MATERIAL FOR THIS EXERCISE -

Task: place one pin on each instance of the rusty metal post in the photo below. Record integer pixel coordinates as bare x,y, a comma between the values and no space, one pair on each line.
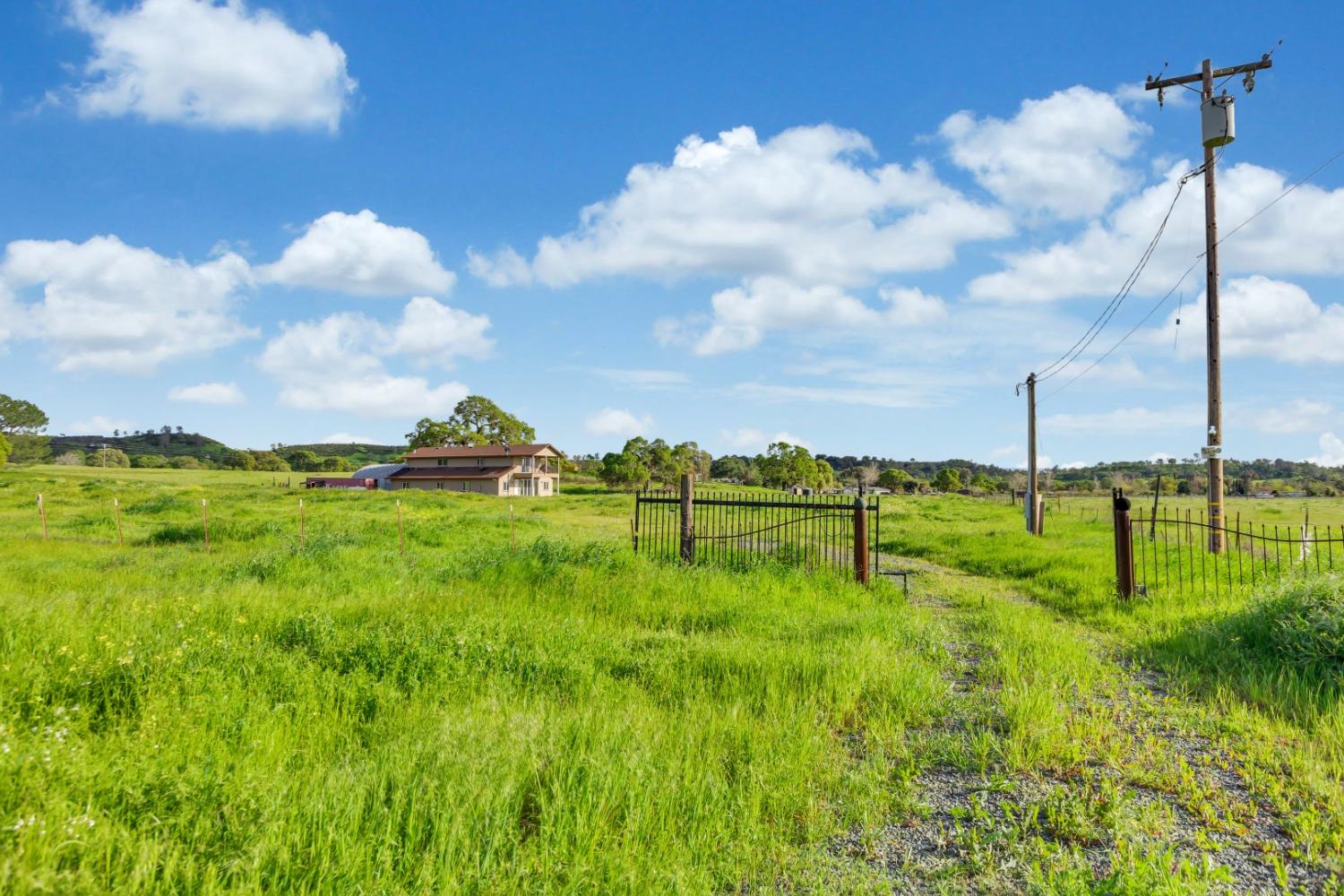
687,517
1124,544
860,541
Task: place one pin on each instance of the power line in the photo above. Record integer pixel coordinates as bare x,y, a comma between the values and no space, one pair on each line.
1182,280
1107,314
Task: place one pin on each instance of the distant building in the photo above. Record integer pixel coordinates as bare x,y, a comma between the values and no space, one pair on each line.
339,482
484,469
381,473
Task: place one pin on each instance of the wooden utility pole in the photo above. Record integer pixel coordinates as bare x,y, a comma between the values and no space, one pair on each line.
1214,445
860,541
1031,501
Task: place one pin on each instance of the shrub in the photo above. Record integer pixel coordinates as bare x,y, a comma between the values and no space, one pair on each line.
108,457
1300,624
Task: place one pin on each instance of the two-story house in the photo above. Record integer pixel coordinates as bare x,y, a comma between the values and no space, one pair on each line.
486,469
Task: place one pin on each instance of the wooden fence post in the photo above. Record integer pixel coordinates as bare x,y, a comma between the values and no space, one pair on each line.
1124,544
687,517
860,541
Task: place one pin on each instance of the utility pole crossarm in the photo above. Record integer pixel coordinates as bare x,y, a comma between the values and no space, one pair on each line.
1219,73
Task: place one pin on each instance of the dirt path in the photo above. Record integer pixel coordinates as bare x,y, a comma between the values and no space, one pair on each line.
1142,788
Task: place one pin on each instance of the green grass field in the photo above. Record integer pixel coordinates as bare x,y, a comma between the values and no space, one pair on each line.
569,718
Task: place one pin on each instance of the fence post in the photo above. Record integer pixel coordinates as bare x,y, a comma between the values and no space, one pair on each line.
860,541
1124,544
687,519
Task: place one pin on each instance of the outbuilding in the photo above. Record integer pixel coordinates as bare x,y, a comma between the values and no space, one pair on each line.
382,473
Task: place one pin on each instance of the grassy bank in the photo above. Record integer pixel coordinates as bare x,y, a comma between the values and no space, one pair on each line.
569,718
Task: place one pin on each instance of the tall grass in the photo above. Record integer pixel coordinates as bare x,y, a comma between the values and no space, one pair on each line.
338,718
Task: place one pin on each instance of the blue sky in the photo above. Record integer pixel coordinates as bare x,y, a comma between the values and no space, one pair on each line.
852,228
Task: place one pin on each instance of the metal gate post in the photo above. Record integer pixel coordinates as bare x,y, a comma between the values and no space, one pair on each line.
1124,544
687,519
860,541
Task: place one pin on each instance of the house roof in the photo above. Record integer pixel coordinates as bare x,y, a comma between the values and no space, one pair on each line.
378,470
452,473
483,450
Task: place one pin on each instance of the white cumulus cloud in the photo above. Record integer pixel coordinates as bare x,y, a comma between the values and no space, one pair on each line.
207,394
346,438
800,206
744,314
338,363
204,64
99,425
1332,450
1262,317
1301,234
105,306
362,255
618,422
1062,155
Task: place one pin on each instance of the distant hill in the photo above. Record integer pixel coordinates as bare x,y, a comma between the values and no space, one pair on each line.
355,452
174,444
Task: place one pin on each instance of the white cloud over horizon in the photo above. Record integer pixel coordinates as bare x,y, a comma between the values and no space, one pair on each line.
110,306
99,425
339,363
798,206
1261,317
196,62
1062,155
618,422
346,438
360,255
207,394
753,441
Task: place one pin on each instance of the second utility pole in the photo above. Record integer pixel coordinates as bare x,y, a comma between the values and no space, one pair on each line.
1031,501
1214,446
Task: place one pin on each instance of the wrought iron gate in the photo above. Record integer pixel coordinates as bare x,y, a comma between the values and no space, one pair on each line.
741,528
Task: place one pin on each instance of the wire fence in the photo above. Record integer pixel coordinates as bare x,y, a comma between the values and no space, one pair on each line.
1176,552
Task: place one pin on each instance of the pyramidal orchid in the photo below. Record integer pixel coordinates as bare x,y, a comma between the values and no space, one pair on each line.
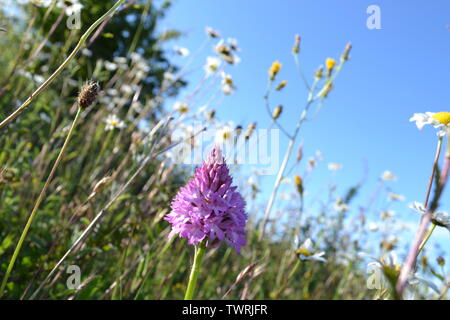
207,211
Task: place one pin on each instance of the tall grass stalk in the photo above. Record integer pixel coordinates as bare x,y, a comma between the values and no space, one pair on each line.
421,232
66,62
38,202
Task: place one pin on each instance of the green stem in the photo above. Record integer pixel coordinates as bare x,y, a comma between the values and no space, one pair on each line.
44,85
38,202
199,253
427,236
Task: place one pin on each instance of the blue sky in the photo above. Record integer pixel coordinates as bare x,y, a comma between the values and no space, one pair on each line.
393,72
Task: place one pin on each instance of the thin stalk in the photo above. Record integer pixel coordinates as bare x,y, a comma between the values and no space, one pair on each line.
199,253
420,235
38,202
427,236
44,85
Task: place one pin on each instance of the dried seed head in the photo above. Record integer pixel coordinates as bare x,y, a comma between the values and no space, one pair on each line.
346,53
277,112
88,94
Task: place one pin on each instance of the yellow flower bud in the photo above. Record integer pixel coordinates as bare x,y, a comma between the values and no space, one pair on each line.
277,112
274,69
281,85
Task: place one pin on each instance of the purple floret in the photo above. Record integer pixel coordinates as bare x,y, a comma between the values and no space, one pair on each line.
208,207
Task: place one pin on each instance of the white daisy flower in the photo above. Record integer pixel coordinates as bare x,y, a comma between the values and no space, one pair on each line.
184,52
212,65
440,120
113,122
441,218
224,135
110,66
70,6
227,89
340,207
233,43
181,106
212,33
307,252
388,176
86,52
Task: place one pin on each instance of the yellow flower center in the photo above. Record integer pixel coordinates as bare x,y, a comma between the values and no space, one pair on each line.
303,252
442,117
330,63
275,68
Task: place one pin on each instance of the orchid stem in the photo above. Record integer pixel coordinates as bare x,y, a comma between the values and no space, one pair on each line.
199,253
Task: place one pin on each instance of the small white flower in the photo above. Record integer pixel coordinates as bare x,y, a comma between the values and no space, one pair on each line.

HOW TO COMPLETE THIS TASK - Set down all of the entries exactly. Leave the pictures out.

RESPONSE FOR THIS EXERCISE -
Task: place one pin on each instance of the rusty metal post in the photo below. Record integer pixel coordinates as bare x,y, a comma between the values and no space, one pair on each line.
687,517
1124,544
860,541
Task: place one pin on each instance of the power line in the photo above. Record integer pixel coordinates as bare x,y, a comma between the values and no space, one pair on each line.
1182,280
1107,314
Task: place one pin on each instance of the distant building in the photo above. Record integer pixel coordinates as bare x,y, a comma between the values and no space, one pair on each line.
339,482
484,469
381,473
Task: place one pin on each instance of the wooden utility pole in the photo above. Record integer pixel coordinates as bare x,y, a comma between the values and no space, one pair on each line.
1214,445
860,541
1031,501
Task: place one pin on each instance of the shrub in the photo above. Record integer pixel coordinates as bare x,y, a comma between the values and no space, one pair on each line.
108,457
1300,624
Task: place one pin on each instance of the two-story house in the photo above. Record integer pixel coordinates as bare x,y, a comma between the values and no space, one pair on each line.
486,469
Task: place one pin on each instance of the wooden fence post in the photo above. Record integer pixel coordinates as bare x,y, a comma between the values and no space, one pair on each line.
1124,544
687,517
860,541
Task: place one pin on each instance of the utility pole crossarm in the photo above. Record integer pixel coordinates as bare x,y, a comma between the values and no space, one pair on each line.
1219,73
Task: place one pin on each instance of the dirt path in the photo above. Record integer pixel coordinates as bare x,y, a comma between the values and no space, one pair on each line.
1142,788
Task: place one pin on each instance of the green grass field in the photo above. Record integer pixel coordinates as bare x,y, a comma between the values and no space, one pair on each line.
569,718
Task: place one pin on each instance of the fence post in the photo above. Record integer pixel coordinates as bare x,y, a comma between the values and no space, one pair on each line.
860,541
1124,544
687,519
Task: place one pin on each instance of the outbuilding in the photo above. Record integer pixel coordinates as bare x,y, a comma between the values and no space, one pair on each line.
382,473
Task: place one pin on each instance of the grassy bank in the photo above. Record integer pixel coordinates as bare x,y, a comma between the values and no space, one pair on each line.
569,718
Task: place one pin on each instance of the tall grass in the photo above. Record integer pixel coordinates as bare x,y, a comma between the values and no space, one pair on each line.
338,718
Task: place one pin on each instance of the blue sky in the photo above. Record integer pixel coordinates as bare x,y, a comma between the values and no space, one pair on each line.
852,228
Task: place one pin on each instance of the metal gate post in the photo above. Record integer pixel coordinates as bare x,y, a comma between the values and no space, one pair on each line.
1124,544
687,519
860,541
Task: place one pin on each instance of the house roof in the photo above. Record integer pixel coordinates as bare x,y, a comma between the values and no space, one pair on each line.
378,470
452,473
483,450
Task: place one pin on each instance of the white cumulus cloud in the photo above. Record integer pixel coordinates as bare x,y, a comma between the values and no space, one pair on each line.
207,394
346,438
800,206
744,314
338,363
204,64
99,425
1332,450
1262,317
1301,234
105,306
362,255
618,422
1062,155
Task: place one pin on each instance of the distant hill in the photo above. Record integer pixel coordinates as bare x,y, a comma between the values and no space, one pair on each line.
355,452
174,444
Task: place one pin on each instance of the white cloud over horizon in the photo above. Record integer pixel coordinates as bare x,y, a comma between the values and no space, one pair on each line.
110,306
99,425
339,363
798,206
1261,317
196,62
1062,155
618,422
346,438
360,255
207,394
753,441
Task: place one pin on each instance of the second utility pole in the photo above. Record integer pixel coordinates as bare x,y, a comma between the values and no space, one pair on each line.
1031,501
1214,446
Task: place one pin on each instance of the wrought iron gate in the photo above. Record integer pixel coordinates as bare x,y, a comma between the values and no space, one pair on each line.
741,528
Task: place one pin on each instance of the wire fence in the photo above. Record integer pixel coordinates as bare x,y, a comma between the values and no space, one pair on each line.
1176,552
Task: place one pin on each instance of the pyramidal orchid in the photo below. Record integer pixel coordinates as bare x,y, a comma between the values and no space, one pair on each line.
207,211
Task: place one pin on each instance of the tall grass stalk in the photo above. Record integer pixel coordinates as bare x,y, a comma between the values and no space, one pair on each line.
421,232
66,62
38,202
Task: place one pin on each instance of the green stem in the photo above. Record integer pixel coordinates as bare x,y, a comma between the values and no space, one pair on each line.
44,85
38,202
199,253
427,236
Task: place one pin on each instance of the blue sky in the photo above. Record integer pixel coordinates as bare x,y, a comma between the values and no space, one pair on each line.
393,72
Task: place one pin on each instance of the thin stalk in the photo above. Record integer pixel coordinates as bare x,y, a comma between the values and no space, one pair on each line.
199,253
420,235
38,202
427,236
44,85
Task: place one pin on each instance of the dried seed head in the photo above. Record integer pixel coordinates as bare x,y, a comma between the values and no space, one pair on each line.
346,53
277,112
88,94
Task: place one pin on each instance of the yellow flower bud in the photo above. Record integer pixel coordinates as bare x,y, a comma between the values and no space, one pair on each line.
277,112
274,69
281,85
Task: place one pin on each instance of the purple floret in the photo above. Record integer pixel coordinates as bare x,y, a comma between the values and no space, one pair on each line.
208,207
Task: place one pin on each instance of the white daisy flower in the photo above. Record integer pixel coordinates as bare x,y, a comma between the values and no space, one pair on each line.
184,52
212,65
440,120
113,122
441,218
224,135
110,66
70,6
227,89
340,207
233,43
181,106
212,33
307,252
388,176
86,52
Task: place one pin on each instance of the yellow flower center in the photo above. Record integer pixel coordinates as bare x,y, a comma between the values and no space, one pair on each line.
303,252
442,117
330,63
275,68
Task: place one pin on each instance of the orchid stem in the photo above. Record integer pixel coordinates as bare x,y, a comma between the values and no space, one pair on each line.
199,253
Task: place one pin on each instance of the small white flower in the photo above. Record integer pixel coordinates as bare x,y, a comma between the values and no space, one pair on each line.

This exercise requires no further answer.